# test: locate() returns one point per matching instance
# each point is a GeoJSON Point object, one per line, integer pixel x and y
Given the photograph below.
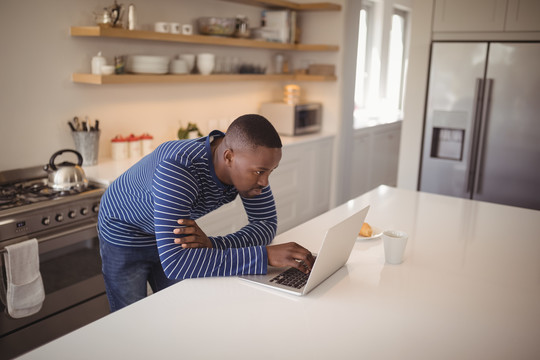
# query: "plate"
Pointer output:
{"type": "Point", "coordinates": [376, 233]}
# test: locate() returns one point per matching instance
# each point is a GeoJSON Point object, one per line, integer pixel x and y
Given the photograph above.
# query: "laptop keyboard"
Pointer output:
{"type": "Point", "coordinates": [291, 277]}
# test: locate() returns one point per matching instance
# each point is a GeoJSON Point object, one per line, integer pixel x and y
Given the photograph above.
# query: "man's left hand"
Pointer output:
{"type": "Point", "coordinates": [193, 237]}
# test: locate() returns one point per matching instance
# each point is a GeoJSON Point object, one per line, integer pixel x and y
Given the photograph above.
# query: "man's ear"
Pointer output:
{"type": "Point", "coordinates": [228, 156]}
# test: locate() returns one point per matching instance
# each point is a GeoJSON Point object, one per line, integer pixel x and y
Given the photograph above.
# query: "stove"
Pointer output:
{"type": "Point", "coordinates": [65, 225]}
{"type": "Point", "coordinates": [28, 205]}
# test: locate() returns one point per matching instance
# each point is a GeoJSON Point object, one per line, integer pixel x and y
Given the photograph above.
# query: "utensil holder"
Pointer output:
{"type": "Point", "coordinates": [87, 143]}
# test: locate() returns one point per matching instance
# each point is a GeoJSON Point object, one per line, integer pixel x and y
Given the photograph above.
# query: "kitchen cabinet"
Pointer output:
{"type": "Point", "coordinates": [486, 16]}
{"type": "Point", "coordinates": [466, 15]}
{"type": "Point", "coordinates": [301, 188]}
{"type": "Point", "coordinates": [96, 31]}
{"type": "Point", "coordinates": [375, 157]}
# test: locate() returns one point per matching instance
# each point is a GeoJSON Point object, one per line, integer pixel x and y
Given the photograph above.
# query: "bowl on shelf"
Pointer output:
{"type": "Point", "coordinates": [147, 64]}
{"type": "Point", "coordinates": [216, 26]}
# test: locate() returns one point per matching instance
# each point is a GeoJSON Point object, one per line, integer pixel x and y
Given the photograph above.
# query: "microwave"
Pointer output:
{"type": "Point", "coordinates": [293, 119]}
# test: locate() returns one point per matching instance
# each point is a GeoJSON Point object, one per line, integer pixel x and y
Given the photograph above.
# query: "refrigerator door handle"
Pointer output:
{"type": "Point", "coordinates": [477, 114]}
{"type": "Point", "coordinates": [484, 123]}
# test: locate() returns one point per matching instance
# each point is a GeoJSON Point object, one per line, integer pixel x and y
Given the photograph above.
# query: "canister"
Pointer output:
{"type": "Point", "coordinates": [119, 148]}
{"type": "Point", "coordinates": [147, 143]}
{"type": "Point", "coordinates": [134, 144]}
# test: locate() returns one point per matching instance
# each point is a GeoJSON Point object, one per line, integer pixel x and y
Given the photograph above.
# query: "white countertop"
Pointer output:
{"type": "Point", "coordinates": [108, 169]}
{"type": "Point", "coordinates": [469, 288]}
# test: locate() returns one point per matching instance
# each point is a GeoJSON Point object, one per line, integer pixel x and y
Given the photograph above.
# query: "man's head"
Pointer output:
{"type": "Point", "coordinates": [252, 150]}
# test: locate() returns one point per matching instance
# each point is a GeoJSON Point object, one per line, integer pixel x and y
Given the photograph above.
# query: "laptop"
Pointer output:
{"type": "Point", "coordinates": [332, 255]}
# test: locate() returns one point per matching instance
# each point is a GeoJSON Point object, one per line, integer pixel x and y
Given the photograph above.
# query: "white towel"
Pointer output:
{"type": "Point", "coordinates": [24, 292]}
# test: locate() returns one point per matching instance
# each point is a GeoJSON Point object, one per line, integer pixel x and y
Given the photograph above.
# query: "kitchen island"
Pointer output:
{"type": "Point", "coordinates": [469, 288]}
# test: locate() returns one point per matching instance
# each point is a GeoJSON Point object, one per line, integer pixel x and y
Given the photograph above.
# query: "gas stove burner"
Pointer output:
{"type": "Point", "coordinates": [33, 191]}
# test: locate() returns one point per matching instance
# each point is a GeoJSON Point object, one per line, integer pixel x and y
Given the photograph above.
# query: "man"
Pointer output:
{"type": "Point", "coordinates": [147, 219]}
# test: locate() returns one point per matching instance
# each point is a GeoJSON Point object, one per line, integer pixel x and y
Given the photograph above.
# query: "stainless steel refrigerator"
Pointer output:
{"type": "Point", "coordinates": [482, 122]}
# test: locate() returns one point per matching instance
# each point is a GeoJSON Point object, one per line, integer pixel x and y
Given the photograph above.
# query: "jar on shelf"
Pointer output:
{"type": "Point", "coordinates": [147, 144]}
{"type": "Point", "coordinates": [119, 148]}
{"type": "Point", "coordinates": [134, 145]}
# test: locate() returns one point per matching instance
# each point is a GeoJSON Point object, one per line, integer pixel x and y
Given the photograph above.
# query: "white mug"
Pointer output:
{"type": "Point", "coordinates": [161, 27]}
{"type": "Point", "coordinates": [189, 59]}
{"type": "Point", "coordinates": [175, 28]}
{"type": "Point", "coordinates": [394, 246]}
{"type": "Point", "coordinates": [187, 29]}
{"type": "Point", "coordinates": [206, 63]}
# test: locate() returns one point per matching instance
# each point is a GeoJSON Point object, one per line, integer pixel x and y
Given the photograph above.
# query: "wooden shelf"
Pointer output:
{"type": "Point", "coordinates": [141, 79]}
{"type": "Point", "coordinates": [282, 4]}
{"type": "Point", "coordinates": [96, 31]}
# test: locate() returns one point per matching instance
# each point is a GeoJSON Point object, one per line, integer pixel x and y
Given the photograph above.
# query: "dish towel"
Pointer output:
{"type": "Point", "coordinates": [22, 288]}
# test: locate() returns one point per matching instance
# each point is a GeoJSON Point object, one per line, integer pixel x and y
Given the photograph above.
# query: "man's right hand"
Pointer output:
{"type": "Point", "coordinates": [290, 254]}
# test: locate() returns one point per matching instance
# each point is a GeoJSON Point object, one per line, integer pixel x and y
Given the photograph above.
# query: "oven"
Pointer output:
{"type": "Point", "coordinates": [65, 226]}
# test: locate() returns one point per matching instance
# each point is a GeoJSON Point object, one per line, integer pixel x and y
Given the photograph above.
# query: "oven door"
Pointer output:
{"type": "Point", "coordinates": [70, 266]}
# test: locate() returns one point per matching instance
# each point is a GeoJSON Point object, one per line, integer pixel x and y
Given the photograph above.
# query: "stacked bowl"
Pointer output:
{"type": "Point", "coordinates": [147, 64]}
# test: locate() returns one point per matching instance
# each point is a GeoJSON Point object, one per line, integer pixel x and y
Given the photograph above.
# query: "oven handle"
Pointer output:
{"type": "Point", "coordinates": [62, 233]}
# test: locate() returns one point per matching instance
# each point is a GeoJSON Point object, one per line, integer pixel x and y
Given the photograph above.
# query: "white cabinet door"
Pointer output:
{"type": "Point", "coordinates": [523, 15]}
{"type": "Point", "coordinates": [469, 16]}
{"type": "Point", "coordinates": [361, 160]}
{"type": "Point", "coordinates": [375, 158]}
{"type": "Point", "coordinates": [385, 156]}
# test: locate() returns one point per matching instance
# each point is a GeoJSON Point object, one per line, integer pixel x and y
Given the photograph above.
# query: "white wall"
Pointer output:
{"type": "Point", "coordinates": [37, 96]}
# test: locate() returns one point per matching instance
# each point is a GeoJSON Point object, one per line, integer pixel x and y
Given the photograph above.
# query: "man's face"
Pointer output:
{"type": "Point", "coordinates": [250, 169]}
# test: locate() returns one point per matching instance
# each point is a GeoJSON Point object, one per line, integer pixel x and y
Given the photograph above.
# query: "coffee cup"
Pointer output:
{"type": "Point", "coordinates": [394, 246]}
{"type": "Point", "coordinates": [175, 28]}
{"type": "Point", "coordinates": [206, 63]}
{"type": "Point", "coordinates": [161, 27]}
{"type": "Point", "coordinates": [189, 59]}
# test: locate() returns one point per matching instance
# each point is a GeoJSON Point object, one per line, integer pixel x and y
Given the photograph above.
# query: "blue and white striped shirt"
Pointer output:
{"type": "Point", "coordinates": [177, 180]}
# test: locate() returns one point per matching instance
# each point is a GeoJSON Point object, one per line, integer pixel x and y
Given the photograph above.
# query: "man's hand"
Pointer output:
{"type": "Point", "coordinates": [290, 254]}
{"type": "Point", "coordinates": [193, 237]}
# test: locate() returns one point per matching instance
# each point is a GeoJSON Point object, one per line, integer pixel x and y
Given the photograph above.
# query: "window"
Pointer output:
{"type": "Point", "coordinates": [396, 61]}
{"type": "Point", "coordinates": [380, 75]}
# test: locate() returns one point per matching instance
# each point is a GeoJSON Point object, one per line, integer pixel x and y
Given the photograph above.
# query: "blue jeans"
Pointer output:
{"type": "Point", "coordinates": [126, 271]}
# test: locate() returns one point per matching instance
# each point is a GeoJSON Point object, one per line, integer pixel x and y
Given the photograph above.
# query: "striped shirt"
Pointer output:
{"type": "Point", "coordinates": [177, 180]}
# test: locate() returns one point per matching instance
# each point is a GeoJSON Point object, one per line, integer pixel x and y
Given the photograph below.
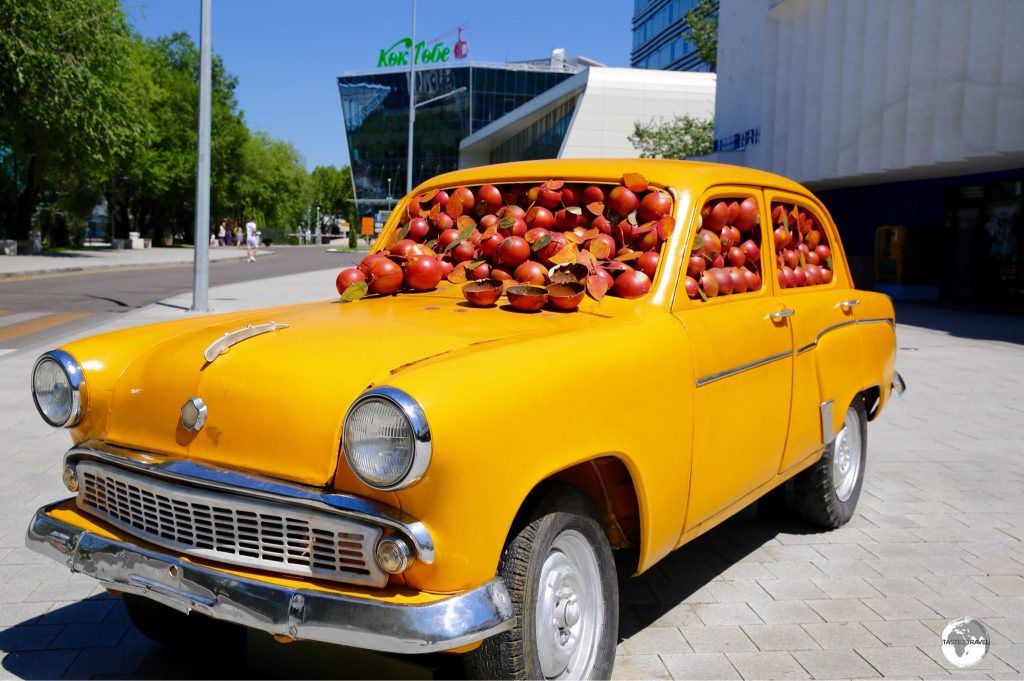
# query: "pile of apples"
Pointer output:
{"type": "Point", "coordinates": [519, 233]}
{"type": "Point", "coordinates": [802, 253]}
{"type": "Point", "coordinates": [725, 256]}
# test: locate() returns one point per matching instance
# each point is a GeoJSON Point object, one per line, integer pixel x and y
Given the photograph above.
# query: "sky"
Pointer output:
{"type": "Point", "coordinates": [287, 54]}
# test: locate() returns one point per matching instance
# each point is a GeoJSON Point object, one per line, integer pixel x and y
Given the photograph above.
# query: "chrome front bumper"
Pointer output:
{"type": "Point", "coordinates": [296, 613]}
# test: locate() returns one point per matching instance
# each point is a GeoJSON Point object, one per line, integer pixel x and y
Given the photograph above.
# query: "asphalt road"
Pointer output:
{"type": "Point", "coordinates": [35, 308]}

**WORK TO COMPLETE:**
Pick out every line above that contains the word "striped", and copy each one in full.

**RESULT FOR THIS EXERCISE:**
# query: "blue and white striped shirt"
# query: "striped shirt"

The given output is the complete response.